Problem description: Below are some records; reproduce every one of them exactly.

# # #

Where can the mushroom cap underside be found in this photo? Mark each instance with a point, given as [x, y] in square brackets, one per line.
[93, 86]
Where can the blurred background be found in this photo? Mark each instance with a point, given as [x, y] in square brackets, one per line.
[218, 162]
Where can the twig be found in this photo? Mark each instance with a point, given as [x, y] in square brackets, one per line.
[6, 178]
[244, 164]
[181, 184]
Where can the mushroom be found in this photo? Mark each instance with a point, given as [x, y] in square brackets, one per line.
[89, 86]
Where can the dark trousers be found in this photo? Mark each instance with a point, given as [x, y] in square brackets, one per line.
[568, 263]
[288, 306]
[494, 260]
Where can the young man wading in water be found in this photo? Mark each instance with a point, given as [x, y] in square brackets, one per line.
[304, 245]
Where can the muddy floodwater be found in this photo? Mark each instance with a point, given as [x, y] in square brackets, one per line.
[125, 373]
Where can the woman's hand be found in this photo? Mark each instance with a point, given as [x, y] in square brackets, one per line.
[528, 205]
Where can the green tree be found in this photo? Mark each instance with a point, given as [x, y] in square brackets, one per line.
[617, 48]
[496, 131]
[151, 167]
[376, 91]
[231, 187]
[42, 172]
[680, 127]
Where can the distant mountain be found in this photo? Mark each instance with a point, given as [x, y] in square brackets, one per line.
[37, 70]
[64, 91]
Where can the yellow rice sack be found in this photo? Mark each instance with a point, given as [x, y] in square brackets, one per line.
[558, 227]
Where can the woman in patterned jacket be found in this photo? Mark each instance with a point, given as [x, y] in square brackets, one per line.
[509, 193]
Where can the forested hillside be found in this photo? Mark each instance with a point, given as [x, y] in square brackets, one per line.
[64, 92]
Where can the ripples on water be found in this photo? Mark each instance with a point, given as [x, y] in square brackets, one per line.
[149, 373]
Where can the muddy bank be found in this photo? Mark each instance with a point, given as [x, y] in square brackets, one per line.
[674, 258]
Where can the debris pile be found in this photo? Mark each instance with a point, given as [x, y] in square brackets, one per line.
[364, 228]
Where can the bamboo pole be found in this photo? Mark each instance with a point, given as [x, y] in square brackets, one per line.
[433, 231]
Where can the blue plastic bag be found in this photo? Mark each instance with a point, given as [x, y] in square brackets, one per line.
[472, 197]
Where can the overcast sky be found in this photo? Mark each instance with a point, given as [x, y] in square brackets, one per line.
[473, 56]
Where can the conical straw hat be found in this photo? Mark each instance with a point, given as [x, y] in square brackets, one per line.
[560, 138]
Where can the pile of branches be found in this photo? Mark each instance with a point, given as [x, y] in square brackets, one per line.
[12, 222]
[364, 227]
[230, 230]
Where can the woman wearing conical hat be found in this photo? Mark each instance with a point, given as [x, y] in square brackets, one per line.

# # #

Result of the exercise:
Where can the mushroom cap underside be found in this photo? Mark each instance with a point, given as [x, y] in square brackets, one per line.
[93, 86]
Where can the blurred background be found in this photo? Mark each instance with a point, given as [x, y] in square brackets, one per line.
[218, 162]
Where can the twig be found in this photo? Mark each instance with a point, given as [x, y] in square brackets, one per line.
[6, 178]
[244, 164]
[181, 184]
Where can the mushroom be found in this photo? Mark each instance with a point, given as [x, y] in square brackets, one per line.
[89, 86]
Where can the dark trousers be found in this photo? Mark each instance with a point, given as [x, y] in square brackets, one per line.
[568, 263]
[288, 306]
[494, 260]
Where can the young man wading in water be found in this photo? Mark each instance with a point, given as [x, y] in square brackets, one per line.
[304, 245]
Where can the muddy floodwater be found in this photo? Mark each instance with a point, given as [x, y] in square brackets, one per line.
[125, 373]
Where can the woman's hand be found in this photo? Mark each instance with a point, given as [x, y] in square brackets, one per line.
[528, 205]
Where can the green tree be found in this photo? Mark each instance with a point, given as [x, y] in square brackets, one per line.
[617, 48]
[496, 131]
[151, 167]
[376, 91]
[231, 187]
[42, 172]
[680, 127]
Where can the distant mountain be found in this photo? Mark each instance with a point, given as [x, y] in square brackets, one per line.
[37, 70]
[64, 91]
Where can the yellow rice sack be found in this photo? Mark each instance with a point, given as [x, y] in square brackets, one per line.
[558, 227]
Where can the woman in patterned jacket be found in this photo? Mark each instance with a point, given as [x, y] in square brackets, one per line.
[509, 193]
Where can the forested hillside be found in this photo? Mark each instance with a point, given as [x, y] in square brackets, one per line.
[64, 92]
Where can the ripples on water be found in this photo? Mark each instance with a point, given as [x, y] in square brackets, one per line.
[149, 373]
Where can the muddy bank be found in this photo? Mark each instance with a point, given as [x, y] in square brackets, one per line.
[674, 258]
Where can the debris pile be found in this photo? Mark each instance with a point, given as [x, y] in square brackets, one per line.
[364, 228]
Where can the bamboo pole be found in this photo? Mark each instance with a point, given as [x, y] in square brackets, one per line.
[433, 231]
Where can the blue plastic bag be found in this photo? Mark each instance with a point, given as [x, y] in square brackets, one per line.
[472, 197]
Where can the overcast sky be found in this photo? Mark each instance with a point, given as [x, y] in square brackets, one per line.
[473, 56]
Where can the conical straw hat be found in this photo? Mark each instance with a point, given as [x, y] in square brackets, one per line.
[560, 138]
Where can the pile of branches be found in this photo? Mark each instance with a point, given as [x, y] in square brackets, one per line.
[12, 222]
[364, 227]
[230, 230]
Where can the woman wearing conical hat be found in this photo? Mark each instance with a point, given as [x, y] in square brackets, one per line.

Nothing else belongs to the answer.